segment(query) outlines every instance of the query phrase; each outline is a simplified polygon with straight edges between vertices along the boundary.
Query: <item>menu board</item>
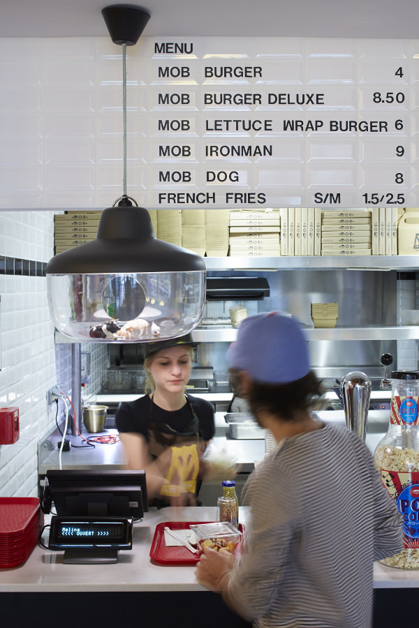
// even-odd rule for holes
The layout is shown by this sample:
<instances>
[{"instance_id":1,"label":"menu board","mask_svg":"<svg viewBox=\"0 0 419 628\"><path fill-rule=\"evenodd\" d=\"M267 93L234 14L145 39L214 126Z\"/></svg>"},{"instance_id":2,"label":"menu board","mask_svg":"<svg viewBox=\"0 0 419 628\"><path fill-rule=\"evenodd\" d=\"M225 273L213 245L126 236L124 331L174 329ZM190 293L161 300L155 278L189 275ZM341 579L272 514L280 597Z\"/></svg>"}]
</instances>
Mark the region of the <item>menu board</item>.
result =
<instances>
[{"instance_id":1,"label":"menu board","mask_svg":"<svg viewBox=\"0 0 419 628\"><path fill-rule=\"evenodd\" d=\"M143 75L129 58L127 75L128 90L131 77L146 94L147 207L419 204L419 40L144 38L138 47Z\"/></svg>"}]
</instances>

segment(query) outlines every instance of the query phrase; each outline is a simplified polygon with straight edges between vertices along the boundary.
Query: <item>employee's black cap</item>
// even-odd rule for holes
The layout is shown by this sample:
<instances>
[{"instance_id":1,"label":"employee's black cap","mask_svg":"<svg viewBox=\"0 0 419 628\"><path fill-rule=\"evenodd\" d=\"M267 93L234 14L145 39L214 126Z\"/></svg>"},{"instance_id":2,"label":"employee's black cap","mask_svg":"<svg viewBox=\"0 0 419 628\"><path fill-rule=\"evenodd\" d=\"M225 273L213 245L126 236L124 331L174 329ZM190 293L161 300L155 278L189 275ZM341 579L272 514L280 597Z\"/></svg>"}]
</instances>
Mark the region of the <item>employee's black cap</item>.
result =
<instances>
[{"instance_id":1,"label":"employee's black cap","mask_svg":"<svg viewBox=\"0 0 419 628\"><path fill-rule=\"evenodd\" d=\"M170 349L171 347L179 347L181 345L190 345L192 347L197 347L198 343L193 342L191 334L186 334L186 336L180 336L179 338L170 338L167 340L147 343L145 349L145 357L148 357L149 355L156 353L156 351L161 351L162 349Z\"/></svg>"}]
</instances>

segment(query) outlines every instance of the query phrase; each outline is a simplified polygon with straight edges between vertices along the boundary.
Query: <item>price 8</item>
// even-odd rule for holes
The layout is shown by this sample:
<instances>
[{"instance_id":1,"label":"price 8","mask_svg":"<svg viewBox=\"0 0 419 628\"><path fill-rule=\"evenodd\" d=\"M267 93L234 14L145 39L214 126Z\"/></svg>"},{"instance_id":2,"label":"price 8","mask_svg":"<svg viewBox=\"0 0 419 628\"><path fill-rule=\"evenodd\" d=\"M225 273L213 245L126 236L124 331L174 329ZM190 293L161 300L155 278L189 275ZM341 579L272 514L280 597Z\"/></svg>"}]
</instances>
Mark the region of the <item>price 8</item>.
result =
<instances>
[{"instance_id":1,"label":"price 8","mask_svg":"<svg viewBox=\"0 0 419 628\"><path fill-rule=\"evenodd\" d=\"M399 77L399 78L402 78L404 76L404 73L403 71L403 67L400 66L396 71L395 72L395 75ZM381 92L381 91L374 91L372 95L372 101L376 105L402 105L406 101L406 94L403 91L387 91L387 92ZM396 130L402 130L404 128L404 122L402 119L397 119L395 122L395 128ZM402 144L398 144L395 148L395 155L397 157L403 157L404 155L404 147ZM404 183L404 177L402 172L396 172L395 174L395 183L398 185L401 185ZM373 204L374 203L383 202L385 200L385 197L388 195L381 195L379 196L378 195L363 195L365 202L367 202L367 198L368 197L368 200L369 202L372 202ZM404 202L404 197L403 195L390 195L392 198L390 200L390 203L403 203ZM374 197L374 198L372 198Z\"/></svg>"}]
</instances>

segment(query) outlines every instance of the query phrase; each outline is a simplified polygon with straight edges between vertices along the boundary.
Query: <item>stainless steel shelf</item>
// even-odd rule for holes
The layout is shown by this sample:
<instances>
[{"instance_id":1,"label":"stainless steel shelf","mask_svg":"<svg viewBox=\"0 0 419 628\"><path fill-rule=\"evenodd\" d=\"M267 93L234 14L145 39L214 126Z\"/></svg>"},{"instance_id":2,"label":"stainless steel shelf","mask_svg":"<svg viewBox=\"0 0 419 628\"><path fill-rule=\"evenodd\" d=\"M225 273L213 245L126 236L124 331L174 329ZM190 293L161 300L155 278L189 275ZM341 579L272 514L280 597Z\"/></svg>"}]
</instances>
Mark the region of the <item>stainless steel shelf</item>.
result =
<instances>
[{"instance_id":1,"label":"stainless steel shelf","mask_svg":"<svg viewBox=\"0 0 419 628\"><path fill-rule=\"evenodd\" d=\"M419 340L419 326L388 327L335 327L334 329L305 328L304 334L309 341L380 341ZM192 332L192 337L199 343L233 343L237 338L237 330L223 327L220 329L205 329L198 327Z\"/></svg>"},{"instance_id":2,"label":"stainless steel shelf","mask_svg":"<svg viewBox=\"0 0 419 628\"><path fill-rule=\"evenodd\" d=\"M419 255L314 255L279 257L204 257L207 270L419 270Z\"/></svg>"}]
</instances>

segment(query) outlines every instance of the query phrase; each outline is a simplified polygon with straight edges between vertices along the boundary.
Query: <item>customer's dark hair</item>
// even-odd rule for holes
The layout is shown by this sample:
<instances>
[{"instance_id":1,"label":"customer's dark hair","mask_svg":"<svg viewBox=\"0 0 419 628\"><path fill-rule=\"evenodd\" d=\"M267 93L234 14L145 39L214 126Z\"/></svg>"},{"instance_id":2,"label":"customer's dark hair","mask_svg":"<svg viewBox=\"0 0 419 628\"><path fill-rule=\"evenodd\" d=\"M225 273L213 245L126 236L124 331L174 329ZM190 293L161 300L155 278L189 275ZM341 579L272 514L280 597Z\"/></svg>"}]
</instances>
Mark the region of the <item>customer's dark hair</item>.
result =
<instances>
[{"instance_id":1,"label":"customer's dark hair","mask_svg":"<svg viewBox=\"0 0 419 628\"><path fill-rule=\"evenodd\" d=\"M230 370L230 382L236 383L237 372ZM237 394L240 396L240 385ZM263 410L281 417L283 421L292 421L296 412L309 411L323 393L321 382L312 371L300 380L288 384L260 384L253 382L251 389L246 394L251 411L255 416Z\"/></svg>"}]
</instances>

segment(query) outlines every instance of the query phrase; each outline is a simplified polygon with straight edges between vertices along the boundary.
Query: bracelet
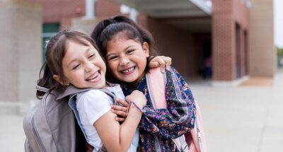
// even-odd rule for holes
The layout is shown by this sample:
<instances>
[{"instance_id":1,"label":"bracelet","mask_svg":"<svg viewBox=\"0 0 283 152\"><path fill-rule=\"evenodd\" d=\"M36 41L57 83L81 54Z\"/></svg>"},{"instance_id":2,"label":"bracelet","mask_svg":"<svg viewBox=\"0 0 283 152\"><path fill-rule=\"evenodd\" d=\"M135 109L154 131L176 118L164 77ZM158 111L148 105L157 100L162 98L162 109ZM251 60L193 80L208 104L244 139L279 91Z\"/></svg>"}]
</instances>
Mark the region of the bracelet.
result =
<instances>
[{"instance_id":1,"label":"bracelet","mask_svg":"<svg viewBox=\"0 0 283 152\"><path fill-rule=\"evenodd\" d=\"M136 103L134 103L134 101L132 101L132 102L131 102L131 103L132 103L134 104L134 105L142 113L143 112L142 109L141 109L141 108L136 104Z\"/></svg>"}]
</instances>

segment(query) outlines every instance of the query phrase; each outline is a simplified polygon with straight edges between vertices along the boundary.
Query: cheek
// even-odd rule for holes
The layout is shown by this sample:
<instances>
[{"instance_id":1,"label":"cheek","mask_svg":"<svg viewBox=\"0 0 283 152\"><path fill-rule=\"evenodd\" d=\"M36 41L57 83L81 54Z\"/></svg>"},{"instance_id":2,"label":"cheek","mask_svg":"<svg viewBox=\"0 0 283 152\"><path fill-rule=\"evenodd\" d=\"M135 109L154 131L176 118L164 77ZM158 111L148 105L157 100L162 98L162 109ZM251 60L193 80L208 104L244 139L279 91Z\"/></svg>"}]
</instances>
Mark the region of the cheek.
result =
<instances>
[{"instance_id":1,"label":"cheek","mask_svg":"<svg viewBox=\"0 0 283 152\"><path fill-rule=\"evenodd\" d=\"M108 66L107 68L109 69L109 71L113 75L115 75L115 74L117 73L116 64L114 62L108 62Z\"/></svg>"}]
</instances>

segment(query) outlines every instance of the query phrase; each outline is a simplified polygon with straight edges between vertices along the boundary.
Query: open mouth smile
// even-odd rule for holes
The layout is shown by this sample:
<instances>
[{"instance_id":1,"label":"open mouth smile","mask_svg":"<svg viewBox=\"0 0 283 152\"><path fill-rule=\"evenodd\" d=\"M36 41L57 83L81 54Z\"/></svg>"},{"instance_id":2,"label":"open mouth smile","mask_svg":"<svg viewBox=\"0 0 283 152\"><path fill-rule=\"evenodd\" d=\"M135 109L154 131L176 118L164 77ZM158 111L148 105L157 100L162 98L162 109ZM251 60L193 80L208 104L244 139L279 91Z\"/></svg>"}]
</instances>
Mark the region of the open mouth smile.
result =
<instances>
[{"instance_id":1,"label":"open mouth smile","mask_svg":"<svg viewBox=\"0 0 283 152\"><path fill-rule=\"evenodd\" d=\"M136 68L136 66L134 66L126 69L125 70L122 70L120 72L125 75L131 74L132 73L134 72L134 70L135 69L135 68Z\"/></svg>"}]
</instances>

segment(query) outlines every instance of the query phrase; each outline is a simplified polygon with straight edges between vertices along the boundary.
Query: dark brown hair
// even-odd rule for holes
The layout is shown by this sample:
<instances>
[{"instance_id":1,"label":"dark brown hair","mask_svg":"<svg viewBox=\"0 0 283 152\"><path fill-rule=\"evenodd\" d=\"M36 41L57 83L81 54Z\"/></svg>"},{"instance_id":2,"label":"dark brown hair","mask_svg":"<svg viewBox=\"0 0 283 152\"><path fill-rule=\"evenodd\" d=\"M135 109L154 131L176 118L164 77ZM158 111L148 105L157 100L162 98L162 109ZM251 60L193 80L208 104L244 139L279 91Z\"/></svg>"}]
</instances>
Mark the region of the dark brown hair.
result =
<instances>
[{"instance_id":1,"label":"dark brown hair","mask_svg":"<svg viewBox=\"0 0 283 152\"><path fill-rule=\"evenodd\" d=\"M64 81L62 60L68 49L67 41L72 40L85 46L91 43L98 51L99 50L94 41L88 35L76 30L65 30L59 32L53 36L46 46L45 62L43 64L40 71L40 79L37 85L49 89L50 92L56 90L62 92L66 89L65 86L61 85L53 78L56 74ZM98 51L99 52L99 51ZM40 74L43 71L42 77ZM40 99L45 92L37 90L36 96Z\"/></svg>"}]
</instances>

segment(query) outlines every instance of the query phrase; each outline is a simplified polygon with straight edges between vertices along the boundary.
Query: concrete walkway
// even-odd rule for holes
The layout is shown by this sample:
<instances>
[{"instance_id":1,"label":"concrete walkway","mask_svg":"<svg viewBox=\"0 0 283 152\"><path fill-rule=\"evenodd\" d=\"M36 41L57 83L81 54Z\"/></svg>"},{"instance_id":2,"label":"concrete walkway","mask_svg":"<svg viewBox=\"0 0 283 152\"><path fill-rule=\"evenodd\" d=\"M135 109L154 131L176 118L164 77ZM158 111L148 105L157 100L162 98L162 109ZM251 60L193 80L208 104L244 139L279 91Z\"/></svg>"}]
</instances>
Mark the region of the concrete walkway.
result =
<instances>
[{"instance_id":1,"label":"concrete walkway","mask_svg":"<svg viewBox=\"0 0 283 152\"><path fill-rule=\"evenodd\" d=\"M283 73L272 86L211 87L191 83L209 152L282 151ZM0 115L0 151L24 151L21 115Z\"/></svg>"}]
</instances>

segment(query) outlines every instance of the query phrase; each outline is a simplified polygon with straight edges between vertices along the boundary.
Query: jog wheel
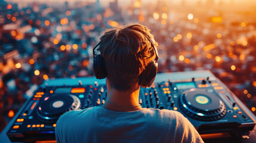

____

Goal — Please pick out every line of the records that contains the string "item" and copy those lines.

Solution to this problem —
Query: <item>menu board</item>
Mark the region of the <item>menu board</item>.
Query: <item>employee's black cap</item>
Mark the region of the <item>employee's black cap</item>.
Query: <item>price 8</item>
Mark the region of the <item>price 8</item>.
Query: <item>stainless steel shelf</item>
Mark the region of the <item>stainless steel shelf</item>.
Query: <item>customer's dark hair</item>
Mark the region of the <item>customer's dark hair</item>.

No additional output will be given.